• _REQUIRED WORK_
Look through the entries below for the line that contains "In this photo, where can the yellow", then set down that line and each one after it exactly, through the last.

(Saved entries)
|---|
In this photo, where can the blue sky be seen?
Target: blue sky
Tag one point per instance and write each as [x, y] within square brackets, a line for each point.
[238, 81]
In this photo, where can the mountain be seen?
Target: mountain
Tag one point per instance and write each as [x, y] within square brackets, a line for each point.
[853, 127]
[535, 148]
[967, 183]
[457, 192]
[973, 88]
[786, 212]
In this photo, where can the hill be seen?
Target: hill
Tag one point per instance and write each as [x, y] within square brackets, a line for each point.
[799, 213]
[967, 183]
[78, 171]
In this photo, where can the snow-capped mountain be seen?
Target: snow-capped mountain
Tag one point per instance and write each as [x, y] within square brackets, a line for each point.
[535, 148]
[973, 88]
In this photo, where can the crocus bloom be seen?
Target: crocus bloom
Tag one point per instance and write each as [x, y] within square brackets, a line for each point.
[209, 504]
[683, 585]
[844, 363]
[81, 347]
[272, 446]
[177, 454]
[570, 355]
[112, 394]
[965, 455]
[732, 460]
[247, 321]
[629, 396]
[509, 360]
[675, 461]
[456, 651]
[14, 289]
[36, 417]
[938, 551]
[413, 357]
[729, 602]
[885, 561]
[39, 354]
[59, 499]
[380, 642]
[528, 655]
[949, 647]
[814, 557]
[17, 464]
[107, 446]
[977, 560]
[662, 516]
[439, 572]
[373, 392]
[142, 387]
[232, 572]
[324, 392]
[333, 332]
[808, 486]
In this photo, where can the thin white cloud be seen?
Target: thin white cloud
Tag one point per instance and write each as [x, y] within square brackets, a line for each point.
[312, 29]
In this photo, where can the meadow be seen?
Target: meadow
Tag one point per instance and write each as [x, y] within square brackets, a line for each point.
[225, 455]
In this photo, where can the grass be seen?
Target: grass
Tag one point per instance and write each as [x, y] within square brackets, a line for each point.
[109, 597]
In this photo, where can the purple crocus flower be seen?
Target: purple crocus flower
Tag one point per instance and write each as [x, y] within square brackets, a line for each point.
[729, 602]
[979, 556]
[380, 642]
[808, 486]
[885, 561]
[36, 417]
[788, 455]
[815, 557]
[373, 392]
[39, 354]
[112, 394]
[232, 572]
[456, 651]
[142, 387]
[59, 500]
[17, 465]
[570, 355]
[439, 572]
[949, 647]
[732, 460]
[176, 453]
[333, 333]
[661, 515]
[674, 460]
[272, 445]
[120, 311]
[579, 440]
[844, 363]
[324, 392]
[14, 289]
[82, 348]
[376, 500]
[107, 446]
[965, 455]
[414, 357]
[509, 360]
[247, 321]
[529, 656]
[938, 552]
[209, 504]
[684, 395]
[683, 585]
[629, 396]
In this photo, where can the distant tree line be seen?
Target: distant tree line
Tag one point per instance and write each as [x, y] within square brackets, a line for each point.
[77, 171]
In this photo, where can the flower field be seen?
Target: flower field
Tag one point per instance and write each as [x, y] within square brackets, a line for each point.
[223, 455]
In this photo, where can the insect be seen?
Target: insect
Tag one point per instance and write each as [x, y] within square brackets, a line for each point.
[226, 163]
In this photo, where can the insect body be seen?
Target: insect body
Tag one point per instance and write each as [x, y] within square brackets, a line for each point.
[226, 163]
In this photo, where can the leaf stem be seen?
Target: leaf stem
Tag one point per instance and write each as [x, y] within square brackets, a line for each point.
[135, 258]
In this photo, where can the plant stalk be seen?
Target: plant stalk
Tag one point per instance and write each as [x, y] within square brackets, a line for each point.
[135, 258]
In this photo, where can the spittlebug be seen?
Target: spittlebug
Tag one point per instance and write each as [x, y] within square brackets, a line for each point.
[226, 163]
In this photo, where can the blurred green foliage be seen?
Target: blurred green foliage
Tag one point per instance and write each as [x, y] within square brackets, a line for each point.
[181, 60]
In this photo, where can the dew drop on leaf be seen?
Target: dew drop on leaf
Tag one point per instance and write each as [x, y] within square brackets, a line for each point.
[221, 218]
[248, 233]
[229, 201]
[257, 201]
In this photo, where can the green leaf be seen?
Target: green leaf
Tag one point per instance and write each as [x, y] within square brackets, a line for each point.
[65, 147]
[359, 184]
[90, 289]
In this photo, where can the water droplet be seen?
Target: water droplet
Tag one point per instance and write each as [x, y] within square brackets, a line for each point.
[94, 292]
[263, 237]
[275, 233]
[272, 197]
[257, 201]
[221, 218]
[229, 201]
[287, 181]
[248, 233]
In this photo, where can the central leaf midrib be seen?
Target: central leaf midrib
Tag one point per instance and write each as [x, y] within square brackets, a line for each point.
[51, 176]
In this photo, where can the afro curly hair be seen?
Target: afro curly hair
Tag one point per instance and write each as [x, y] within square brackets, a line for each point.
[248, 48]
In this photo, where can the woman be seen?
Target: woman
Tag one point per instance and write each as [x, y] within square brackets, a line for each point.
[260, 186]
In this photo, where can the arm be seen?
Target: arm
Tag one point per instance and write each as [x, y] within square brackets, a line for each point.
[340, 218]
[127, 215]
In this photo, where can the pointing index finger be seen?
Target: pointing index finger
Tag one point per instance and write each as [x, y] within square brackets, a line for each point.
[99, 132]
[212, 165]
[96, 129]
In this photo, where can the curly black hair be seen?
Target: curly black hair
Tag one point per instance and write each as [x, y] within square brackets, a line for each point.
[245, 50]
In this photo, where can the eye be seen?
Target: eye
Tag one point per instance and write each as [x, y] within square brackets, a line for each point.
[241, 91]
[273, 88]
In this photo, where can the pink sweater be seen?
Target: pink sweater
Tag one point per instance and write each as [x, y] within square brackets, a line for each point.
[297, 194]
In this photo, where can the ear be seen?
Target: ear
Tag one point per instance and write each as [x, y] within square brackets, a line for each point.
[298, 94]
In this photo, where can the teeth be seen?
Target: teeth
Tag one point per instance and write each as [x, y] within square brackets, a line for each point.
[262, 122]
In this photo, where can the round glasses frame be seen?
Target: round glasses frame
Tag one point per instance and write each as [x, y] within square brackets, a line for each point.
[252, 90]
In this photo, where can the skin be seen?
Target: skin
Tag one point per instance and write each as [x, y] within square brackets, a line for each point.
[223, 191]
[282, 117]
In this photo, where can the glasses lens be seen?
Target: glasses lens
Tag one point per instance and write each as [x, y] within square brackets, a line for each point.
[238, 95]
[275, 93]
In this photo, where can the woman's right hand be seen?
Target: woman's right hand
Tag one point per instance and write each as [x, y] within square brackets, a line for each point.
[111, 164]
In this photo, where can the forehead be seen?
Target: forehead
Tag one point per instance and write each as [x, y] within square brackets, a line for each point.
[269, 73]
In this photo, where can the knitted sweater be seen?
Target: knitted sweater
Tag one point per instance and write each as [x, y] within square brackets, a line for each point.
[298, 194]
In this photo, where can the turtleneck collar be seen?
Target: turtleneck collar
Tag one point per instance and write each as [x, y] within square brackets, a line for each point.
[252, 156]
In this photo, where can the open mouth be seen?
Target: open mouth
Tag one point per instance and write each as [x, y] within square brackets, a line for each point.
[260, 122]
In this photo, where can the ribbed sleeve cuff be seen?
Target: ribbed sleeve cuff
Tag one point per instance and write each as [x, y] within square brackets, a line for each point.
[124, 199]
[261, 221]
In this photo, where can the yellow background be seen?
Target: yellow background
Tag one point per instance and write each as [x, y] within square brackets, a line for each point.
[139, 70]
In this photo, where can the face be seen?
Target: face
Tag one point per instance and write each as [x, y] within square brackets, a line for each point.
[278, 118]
|---|
• _SOLUTION TO THIS PROBLEM_
In this photo, where can the yellow background be seen?
Target: yellow background
Tag one point per instance and write each as [x, y] within square brackets, a line for each point.
[139, 70]
In this photo, where can the face be seen?
Target: face
Tag one point per instance and write each as [x, y] within square brackets, a line for each point.
[278, 118]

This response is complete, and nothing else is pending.